Requirement:
Write out the thread about dreaming as another gender word for word, from "There was one" to "a sad dream.".

Selected passage:
--- start ---
I've had a few dreams where I was a woman. it was pretty odd.

----------


## saltyseedog

I've been a girl in dreams lots of times :wink2:

----------


## Original Poster

I'm about half and half. I often change characters in dreams to the person I am observing, so if it's a woman, I am a woman.

----------


## Naiya

I once had a dream where this female DC accosted me and demanded sex. I refused, since, well, I'm not gay. She then told me that I could change myself into a man and we could do it that way. I was lucid in this dream so I actually considered it for a second, but I decided against it.

There was one other nonlucid dream I had where I was a male. I was some kind of angel (which is odd since I'm agnostic). I was visiting this kingdom and as part of my job, doing healing and generally acting as an envoy. There was a little girl who was I think adopted by the royal family, but they were abusing her. I ended up throwing away the trust of the people and their leaders by taking the girl in the end. It was kind of a sad dream.

----------


## abicus

> I once had a dream where this female DC accosted me and demanded sex. I refused, since, well, I'm not gay. She then told me that I could change myself into a man and we could do it that way. I was lucid in this dream so I actually considered it for a second, but I decided against it.



I would have totaly taken the chance to experience it if I was in your shoes. After all lucidity is the ultimate platform for one to try the otherwise impractical or the impossible

----------


## Naiya

> I would have totaly taken the chance to experience it if I was in your shoes. After all lucidity is the ultimate platform for one to try the otherwise impractical or the impossible



lol, I might've thought about it harder if she wasn't being such a pushy bitch and stalking me the whole dream.  :tongue2:

----------


## abicus

Well I take back what I said. Don't wanna be a man who gets involved with some pushy stalker bitch. That would just become a nightmare. Lol

----------


## abicus

Had another dream in which I was a woman.
I post dreams no matter what so please no hate/disrespect.
I was in a Gym and my wife is there and i see her in the locker/shower room standing there worried. She looks at me with troubled eyes asking for my support. I go over to her and she is acting like something is wrong by her body language.She has a shirt on and a towel wrapped around her waist.
She looks down at her self and then up at me. She slightly opens the towel and says "I don't know what happened."
I look down to see that she has a penis.
She didn't seem worried about having different parts down there but was worried that some one would see her like that.
--- end ---
Extracted information:
--- start ---
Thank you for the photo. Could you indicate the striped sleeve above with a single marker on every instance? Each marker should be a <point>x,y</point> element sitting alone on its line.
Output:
--- end ---
--- start ---
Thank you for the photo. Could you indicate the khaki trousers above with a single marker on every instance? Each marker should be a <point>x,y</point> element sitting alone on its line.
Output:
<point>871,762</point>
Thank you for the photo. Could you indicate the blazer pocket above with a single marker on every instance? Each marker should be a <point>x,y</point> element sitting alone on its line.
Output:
--- end ---
--- start ---
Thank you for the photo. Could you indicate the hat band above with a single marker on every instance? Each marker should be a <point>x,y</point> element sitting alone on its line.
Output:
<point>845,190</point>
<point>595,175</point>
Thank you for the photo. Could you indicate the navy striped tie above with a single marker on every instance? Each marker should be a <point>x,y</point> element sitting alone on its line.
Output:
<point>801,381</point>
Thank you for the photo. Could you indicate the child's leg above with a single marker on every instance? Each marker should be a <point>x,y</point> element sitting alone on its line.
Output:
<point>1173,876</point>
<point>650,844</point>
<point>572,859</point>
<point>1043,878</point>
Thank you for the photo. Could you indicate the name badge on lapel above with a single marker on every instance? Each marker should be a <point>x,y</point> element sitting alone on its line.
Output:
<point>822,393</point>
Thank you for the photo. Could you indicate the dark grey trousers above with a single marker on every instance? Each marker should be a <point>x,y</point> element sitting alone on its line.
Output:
--- end ---
The response:
There was one other nonlucid dream I had where I was a male. I was some kind of angel (which is odd since I'm agnostic). I was visiting this kingdom and as part of my job, doing healing and generally acting as an envoy. There was a little girl who was I think adopted by the royal family, but they were abusing her. I ended up throwing away the trust of the people and their leaders by taking the girl in the end. It was kind of a sad dream.